[Work to be completed] Set down every line of the data, unchanged and complete.

Extracted records:

......

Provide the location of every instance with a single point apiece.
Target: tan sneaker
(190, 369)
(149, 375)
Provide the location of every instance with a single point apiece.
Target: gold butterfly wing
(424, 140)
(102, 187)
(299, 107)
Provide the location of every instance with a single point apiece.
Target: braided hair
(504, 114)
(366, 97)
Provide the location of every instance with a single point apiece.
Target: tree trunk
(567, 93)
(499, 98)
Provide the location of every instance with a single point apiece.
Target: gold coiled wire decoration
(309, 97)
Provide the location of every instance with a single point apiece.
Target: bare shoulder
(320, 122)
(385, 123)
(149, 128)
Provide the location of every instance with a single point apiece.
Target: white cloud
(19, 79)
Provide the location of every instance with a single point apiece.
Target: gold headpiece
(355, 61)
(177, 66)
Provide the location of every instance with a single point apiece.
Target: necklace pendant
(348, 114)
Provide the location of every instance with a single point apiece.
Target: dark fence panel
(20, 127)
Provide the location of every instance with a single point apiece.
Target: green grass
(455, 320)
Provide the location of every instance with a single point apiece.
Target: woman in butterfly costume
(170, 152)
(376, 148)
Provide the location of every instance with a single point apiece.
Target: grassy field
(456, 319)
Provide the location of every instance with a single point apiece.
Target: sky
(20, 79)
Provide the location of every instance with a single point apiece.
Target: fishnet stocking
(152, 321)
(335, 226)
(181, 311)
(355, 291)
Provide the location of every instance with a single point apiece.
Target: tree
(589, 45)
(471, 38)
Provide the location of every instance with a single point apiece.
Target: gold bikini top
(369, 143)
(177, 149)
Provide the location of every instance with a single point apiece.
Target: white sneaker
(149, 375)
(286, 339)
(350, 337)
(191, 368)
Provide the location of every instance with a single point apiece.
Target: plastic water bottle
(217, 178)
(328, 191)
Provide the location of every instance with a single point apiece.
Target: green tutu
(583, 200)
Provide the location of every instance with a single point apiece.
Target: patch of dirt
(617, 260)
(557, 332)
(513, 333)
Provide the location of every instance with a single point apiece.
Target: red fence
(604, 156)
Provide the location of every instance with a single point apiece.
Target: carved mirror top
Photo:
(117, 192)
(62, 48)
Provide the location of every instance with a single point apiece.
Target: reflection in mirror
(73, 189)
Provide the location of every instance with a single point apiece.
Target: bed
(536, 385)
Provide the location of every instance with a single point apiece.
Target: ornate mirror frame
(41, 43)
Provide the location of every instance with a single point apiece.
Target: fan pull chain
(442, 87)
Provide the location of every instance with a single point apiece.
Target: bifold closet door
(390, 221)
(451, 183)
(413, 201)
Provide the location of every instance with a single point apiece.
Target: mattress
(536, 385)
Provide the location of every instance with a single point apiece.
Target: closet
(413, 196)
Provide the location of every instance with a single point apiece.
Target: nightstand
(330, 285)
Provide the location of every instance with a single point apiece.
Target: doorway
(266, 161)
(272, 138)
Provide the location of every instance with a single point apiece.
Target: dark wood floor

......

[Final answer]
Provide the location of every instance with a single point apiece.
Target: tan sneaker
(190, 369)
(149, 375)
Provide the location of every instance with a single point apiece.
Target: gold butterfly wing
(424, 140)
(102, 187)
(299, 107)
Provide the location of every instance with a single point apiece.
Target: braided hair
(504, 114)
(366, 97)
Provide the location of every instance with a single point apiece.
Target: tree trunk
(567, 93)
(499, 98)
Provide the location of every instance with a single point apiece.
Target: gold coiled wire decoration
(309, 97)
Provide the location of every instance with a single point apiece.
Target: bare shoulder
(320, 122)
(385, 123)
(149, 128)
Provide the location of every instance with a single point apiece.
Target: white cloud
(19, 79)
Provide the location of every instance with a single point apiece.
Target: gold headpiece
(355, 61)
(177, 66)
Provide the location of every instance with a single point apiece.
Target: necklace pendant
(348, 114)
Provide the location of every instance with a single point apiece.
Target: dark fence panel
(20, 127)
Provide the location of every instance with a single point apiece.
Target: green grass
(455, 320)
Provide the location of every instance with a single point apiece.
Target: woman in butterfly costume
(170, 152)
(376, 148)
Provide the location of every instance with a single point apiece.
Target: grassy field
(456, 319)
Provide the location of every instance with a single point apiece.
Target: sky
(20, 79)
Provide the location of every instance with a single point apiece.
Target: fishnet stocking
(152, 321)
(335, 226)
(181, 311)
(355, 291)
Provide the location of every instance with a single point apiece.
Target: tree
(589, 45)
(471, 38)
Provide the location of every instance with a single point apiece.
Target: gold bikini top
(369, 143)
(177, 149)
Provide the location of every instance with a single point apiece.
Target: white sneaker
(149, 375)
(286, 339)
(350, 337)
(191, 368)
Provide the location of every instance with a single point apiece.
Target: plastic water bottle
(217, 178)
(328, 191)
Provide the location of every instance with a single point apiece.
Target: green tutu
(583, 200)
Provide the location of every instance with a single point apiece.
Target: patch of dirt
(617, 260)
(557, 332)
(513, 333)
Provide the location of every instance with a single point apiece.
Target: red fence
(604, 156)
Provide the location of every instance with a single point apiece.
Target: carved mirror top
Photo:
(117, 192)
(62, 48)
Provide the location of every instance with a single point apiece.
Target: reflection in mirror
(73, 189)
Provide the location of every instance with a single point apiece.
Target: bed
(536, 385)
Provide the location of every instance with a single point apiece.
Target: ornate mirror frame
(41, 43)
Provide the location of every instance with a single point apiece.
Target: fan pull chain
(442, 87)
Provide the location of every instance with a single point apiece.
Target: bifold closet door
(390, 221)
(451, 183)
(413, 201)
Provide the location of every instance with a single point apiece.
Target: mattress
(536, 385)
Provide the location of every instance with a single point apiece.
Target: closet
(413, 196)
Provide the location of every instance with a single point apiece.
Target: nightstand
(330, 285)
Provide the location of every instance with a single point apiece.
Target: doorway
(266, 161)
(272, 138)
Provide the location of every instance with a single point apiece.
Target: dark wood floor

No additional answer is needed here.